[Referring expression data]
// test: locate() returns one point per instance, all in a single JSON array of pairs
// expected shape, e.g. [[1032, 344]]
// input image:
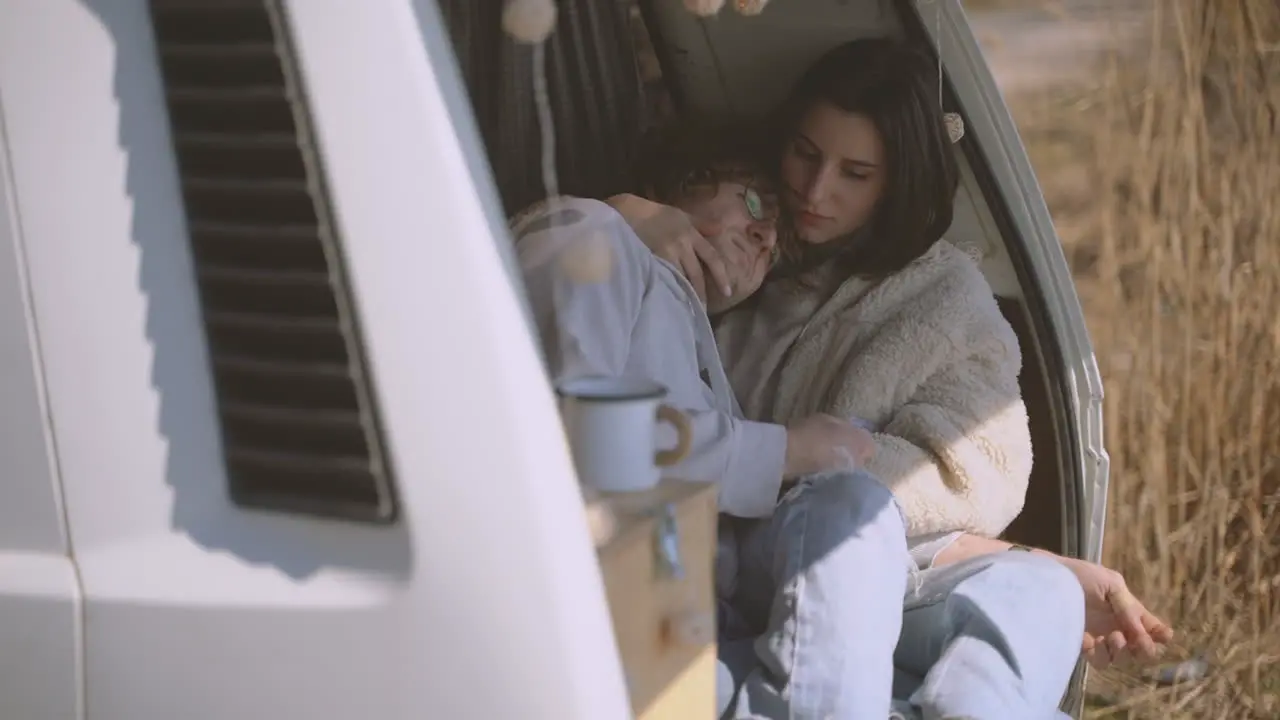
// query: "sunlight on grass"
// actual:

* **Assignment**: A faithful copy of the records above is needed, with the pictures left out.

* **Result**:
// test: locate() returns one point per instance, all in a single JSON array of pairs
// expected shape, e.g. [[1032, 344]]
// input image:
// query: "sunlight on grass"
// actual:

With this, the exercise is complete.